• Required actions:
a. List every Google Cloud service the Cloud Armor article names.
b. Extend the Cloud Armor bypass article from the point where it stops.

• Reading text:
=====
Buzeli
buzeliSoluções Digitais
Security

Cloud Armor active, 139 attacks blocked in 30 days — but zero real traffic passing through: how direct VM DNS bypasses GCP's WAF

Published on May 3, 2026

The infrastructure that looked protected

The client's GCP infrastructure had everything in the right place: 6 Compute Engine instances in us-west1-c, a Cloud SQL MySQL 8.0 with 200 GB SSD, and a Cloud Load Balancer at IP 198.51.100.19. The Cloud Armor policy was attached to the LB backend, with active OWASP rules — and the logs showed activity: 139 blocks in 30 days, all real attacks (LFI, PHP RCE attempts, scanners).

The first read was reassuring. The WAF was working, blocking, with no false positives. Until the DNS analysis.

Copy
# DNS verified via Cloudflare API
# www.client-media.com.br → 198.51.100.200 (direct VM IP, proxied=True)
# client-media.com.br     → 198.51.100.200 (direct VM IP, proxied=True)
=====
• Dataset content:
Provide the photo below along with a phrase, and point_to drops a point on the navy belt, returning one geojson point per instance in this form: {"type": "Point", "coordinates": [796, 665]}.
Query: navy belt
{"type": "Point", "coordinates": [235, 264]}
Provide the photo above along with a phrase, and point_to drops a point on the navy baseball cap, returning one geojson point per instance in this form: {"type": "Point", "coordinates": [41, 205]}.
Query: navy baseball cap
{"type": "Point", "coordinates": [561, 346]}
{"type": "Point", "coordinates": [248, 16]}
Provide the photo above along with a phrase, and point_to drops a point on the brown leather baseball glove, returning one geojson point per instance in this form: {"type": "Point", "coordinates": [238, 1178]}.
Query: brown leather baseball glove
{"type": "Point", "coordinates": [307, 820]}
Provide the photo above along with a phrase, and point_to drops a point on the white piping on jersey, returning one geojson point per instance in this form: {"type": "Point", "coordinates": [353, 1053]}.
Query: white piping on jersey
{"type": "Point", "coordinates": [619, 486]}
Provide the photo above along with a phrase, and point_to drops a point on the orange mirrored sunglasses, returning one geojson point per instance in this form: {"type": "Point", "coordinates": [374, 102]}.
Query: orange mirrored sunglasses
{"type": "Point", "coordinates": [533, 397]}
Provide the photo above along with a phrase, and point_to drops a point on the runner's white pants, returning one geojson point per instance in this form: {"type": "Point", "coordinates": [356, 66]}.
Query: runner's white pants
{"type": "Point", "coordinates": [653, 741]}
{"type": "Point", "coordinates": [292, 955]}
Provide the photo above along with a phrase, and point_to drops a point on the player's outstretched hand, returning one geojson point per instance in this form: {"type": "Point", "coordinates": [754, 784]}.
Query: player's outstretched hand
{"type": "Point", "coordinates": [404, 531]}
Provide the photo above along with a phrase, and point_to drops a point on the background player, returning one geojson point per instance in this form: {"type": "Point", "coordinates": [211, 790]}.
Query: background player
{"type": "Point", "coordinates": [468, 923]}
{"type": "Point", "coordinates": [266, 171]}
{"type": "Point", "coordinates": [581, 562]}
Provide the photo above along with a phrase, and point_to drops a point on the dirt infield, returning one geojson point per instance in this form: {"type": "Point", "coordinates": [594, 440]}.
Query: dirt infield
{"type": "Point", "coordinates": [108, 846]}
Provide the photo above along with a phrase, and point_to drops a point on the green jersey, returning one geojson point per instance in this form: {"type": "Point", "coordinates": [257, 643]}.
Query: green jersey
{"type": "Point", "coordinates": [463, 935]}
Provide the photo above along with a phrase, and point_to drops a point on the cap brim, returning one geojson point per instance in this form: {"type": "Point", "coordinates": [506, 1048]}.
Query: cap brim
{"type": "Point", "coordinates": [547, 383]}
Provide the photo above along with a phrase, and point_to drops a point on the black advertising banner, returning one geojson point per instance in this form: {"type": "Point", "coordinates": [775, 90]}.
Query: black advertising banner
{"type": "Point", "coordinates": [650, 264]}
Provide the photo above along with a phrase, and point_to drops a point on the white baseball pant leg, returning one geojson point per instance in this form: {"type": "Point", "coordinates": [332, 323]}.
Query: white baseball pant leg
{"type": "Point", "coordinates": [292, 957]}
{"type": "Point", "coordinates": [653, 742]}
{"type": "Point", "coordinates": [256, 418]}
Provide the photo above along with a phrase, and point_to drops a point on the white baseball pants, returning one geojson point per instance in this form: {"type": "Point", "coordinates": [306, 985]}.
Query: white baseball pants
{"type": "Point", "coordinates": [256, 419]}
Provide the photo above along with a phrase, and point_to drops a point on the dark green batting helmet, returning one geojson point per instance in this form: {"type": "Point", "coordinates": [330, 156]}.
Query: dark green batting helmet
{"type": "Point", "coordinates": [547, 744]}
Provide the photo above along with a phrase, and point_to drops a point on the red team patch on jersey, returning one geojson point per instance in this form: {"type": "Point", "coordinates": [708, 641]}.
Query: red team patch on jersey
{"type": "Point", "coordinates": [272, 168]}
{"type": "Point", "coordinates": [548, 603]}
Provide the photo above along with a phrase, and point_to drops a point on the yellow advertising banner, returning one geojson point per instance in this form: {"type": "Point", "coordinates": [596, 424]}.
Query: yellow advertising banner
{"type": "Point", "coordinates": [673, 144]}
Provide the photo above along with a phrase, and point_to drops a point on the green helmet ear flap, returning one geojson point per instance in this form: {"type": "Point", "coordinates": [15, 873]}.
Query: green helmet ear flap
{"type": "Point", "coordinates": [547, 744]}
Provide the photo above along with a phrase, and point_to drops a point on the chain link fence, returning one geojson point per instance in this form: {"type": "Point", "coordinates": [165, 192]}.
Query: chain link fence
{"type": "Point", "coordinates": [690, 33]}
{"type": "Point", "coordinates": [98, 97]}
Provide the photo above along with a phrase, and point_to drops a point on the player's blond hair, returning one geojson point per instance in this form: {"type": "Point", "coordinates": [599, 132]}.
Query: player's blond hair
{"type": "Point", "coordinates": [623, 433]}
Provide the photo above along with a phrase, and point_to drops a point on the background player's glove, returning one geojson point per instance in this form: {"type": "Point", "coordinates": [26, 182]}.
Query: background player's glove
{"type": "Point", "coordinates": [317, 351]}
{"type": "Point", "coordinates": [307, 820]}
=====
• Answers to the problems:
a. Compute Engine, Cloud SQL, Cloud Load Balancer, Cloud Armor

b.
# GCP LB at: 198.51.100.19 — NOT in the current traffic path

The GCP Load Balancer, with Cloud Armor applied, was at IP 198.51.100.19. DNS pointed to 198.51.100.200 — the direct VM IP. Real user traffic never passed through the LB. The 139 blocks in the logs came from scanners that had somehow discovered the LB IP — they represented zero protection for production traffic.

WAF correctly configured, applied to the right backend, with working rules — completely irrelevant to real traffic. The only requirement for Cloud Armor to protect the application is that traffic passes through the LB. If DNS doesn't point to the LB, there is no protection.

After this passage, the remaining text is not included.